Stored items:
* * * *

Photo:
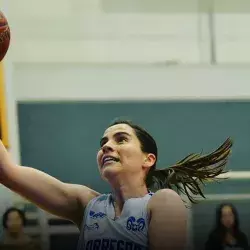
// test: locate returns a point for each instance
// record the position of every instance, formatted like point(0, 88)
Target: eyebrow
point(105, 138)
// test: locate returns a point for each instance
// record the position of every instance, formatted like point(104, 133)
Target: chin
point(110, 172)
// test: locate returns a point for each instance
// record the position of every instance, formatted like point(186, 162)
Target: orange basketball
point(4, 36)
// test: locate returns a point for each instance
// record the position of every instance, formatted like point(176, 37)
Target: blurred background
point(179, 68)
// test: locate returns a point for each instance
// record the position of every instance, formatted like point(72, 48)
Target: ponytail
point(190, 174)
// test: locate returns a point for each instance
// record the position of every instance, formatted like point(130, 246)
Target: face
point(121, 152)
point(14, 222)
point(227, 217)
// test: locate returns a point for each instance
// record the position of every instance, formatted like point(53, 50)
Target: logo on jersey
point(135, 225)
point(92, 227)
point(94, 215)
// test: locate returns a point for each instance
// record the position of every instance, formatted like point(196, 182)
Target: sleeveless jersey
point(101, 231)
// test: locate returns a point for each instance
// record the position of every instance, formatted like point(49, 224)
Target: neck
point(126, 188)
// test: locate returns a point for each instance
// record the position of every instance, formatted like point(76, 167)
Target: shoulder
point(165, 198)
point(84, 194)
point(167, 203)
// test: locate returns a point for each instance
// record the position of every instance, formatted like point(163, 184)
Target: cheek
point(98, 157)
point(132, 155)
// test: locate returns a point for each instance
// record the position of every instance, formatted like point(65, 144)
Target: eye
point(122, 139)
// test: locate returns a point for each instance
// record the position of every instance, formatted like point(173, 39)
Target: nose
point(107, 148)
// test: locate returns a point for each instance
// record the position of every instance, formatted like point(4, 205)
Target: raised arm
point(61, 199)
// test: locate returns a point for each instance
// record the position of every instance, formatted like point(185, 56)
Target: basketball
point(4, 36)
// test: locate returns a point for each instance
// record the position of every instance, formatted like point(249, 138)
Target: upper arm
point(56, 197)
point(168, 221)
point(79, 196)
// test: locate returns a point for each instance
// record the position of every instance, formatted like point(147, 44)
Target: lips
point(108, 159)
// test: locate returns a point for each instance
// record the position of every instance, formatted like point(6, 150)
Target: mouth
point(106, 160)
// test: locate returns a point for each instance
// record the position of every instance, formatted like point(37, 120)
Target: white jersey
point(101, 231)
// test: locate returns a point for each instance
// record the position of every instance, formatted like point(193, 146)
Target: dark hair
point(10, 210)
point(219, 225)
point(188, 175)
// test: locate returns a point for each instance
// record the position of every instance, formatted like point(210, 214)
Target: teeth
point(109, 158)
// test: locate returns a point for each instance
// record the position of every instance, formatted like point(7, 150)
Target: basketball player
point(130, 217)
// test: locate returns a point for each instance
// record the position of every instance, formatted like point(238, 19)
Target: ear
point(149, 160)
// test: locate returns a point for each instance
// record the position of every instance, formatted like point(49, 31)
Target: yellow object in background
point(3, 109)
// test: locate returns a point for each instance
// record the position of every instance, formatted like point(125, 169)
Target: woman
point(130, 217)
point(13, 221)
point(227, 233)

* * * *

The expected response is every entry above, repeated exactly, pictures removed.

Photo:
// test: locate returns a point for each instance
// record the position of every instance, formatted like point(0, 88)
Target: eyebrow
point(105, 138)
// test: locate returns a point for each instance
// record the position of every instance, formatted like point(104, 133)
Target: chin
point(110, 172)
// test: locate returns a point for each instance
// record the position of every instance, formatted like point(186, 162)
Target: orange basketball
point(4, 36)
// test: locate returns a point for each instance
// record the position of every instance, formatted like point(176, 37)
Target: blurred background
point(179, 68)
// test: locate returns a point for each instance
// record the position of every instance, formatted like point(72, 48)
Target: ponytail
point(190, 174)
// test: locate returns a point for each instance
// record the position of every instance, formatted like point(130, 246)
Target: face
point(121, 152)
point(14, 222)
point(227, 217)
// test: locate returns a point for each instance
// record the position of every instance, formatted like point(53, 50)
Target: logo on jersey
point(135, 225)
point(92, 227)
point(94, 215)
// test: locate returns a point for each instance
// record the position of every instance, formatted like point(196, 182)
Target: sleeveless jersey
point(101, 231)
// test: locate returns a point for each instance
// record the position of every instance, formatted like point(49, 224)
Target: neck
point(126, 188)
// test: locate returns a point for each instance
// record the position of every instance, formatted like point(76, 167)
Target: shoulder
point(165, 198)
point(84, 194)
point(167, 203)
// test: locate returns a point for each instance
// record the position of every instance, formatted like point(163, 184)
Target: cheek
point(98, 157)
point(132, 155)
// test: locate returns a point for each instance
// record the position of every instance, formatted like point(65, 144)
Target: eye
point(122, 139)
// test: locate returns a point for each instance
// record the position of every instance, formatted like point(173, 39)
Target: nose
point(107, 148)
// test: locate returns a point for each instance
// record the position of every instance, formatted like point(4, 205)
Target: raised arm
point(61, 199)
// test: locate returns a point for each instance
// record the position of every instance, formatted like point(185, 56)
Target: basketball
point(4, 36)
// test: locate returns a point for each instance
// record the position of every instance, formatted like point(249, 138)
Target: upper arm
point(56, 197)
point(168, 221)
point(79, 196)
// test: locate returns a point for each instance
// record the position of every instance, formatted like point(147, 44)
Target: lips
point(108, 159)
// test: locate returns a point for each instance
// record the position of every instance, formatted like point(6, 150)
Target: mouth
point(106, 160)
// test: locate returns a point for each instance
// record the position of every instance, formatted like point(37, 120)
Target: white jersey
point(101, 231)
// test: locate returns a point for each instance
// record the position of every instance, formatted like point(193, 146)
Target: dark hair
point(10, 210)
point(219, 225)
point(188, 175)
// test: locate returns a point for each instance
// record the position of every instance, formatted like point(210, 214)
Target: teeth
point(109, 158)
// test: locate returns a point for each instance
// record the position of every instance, formatted like point(7, 150)
Target: basketball player
point(130, 217)
// test: locate returns a point for each instance
// record the position of every instance, formatted like point(238, 19)
Target: ear
point(149, 160)
// test: locate returns a point for each instance
// record the position of every instance, formatted like point(49, 31)
Target: yellow object in background
point(3, 109)
// test: locate returns a point for each instance
// record the position of every instance, formatted like point(125, 169)
Target: woman
point(130, 217)
point(13, 221)
point(227, 233)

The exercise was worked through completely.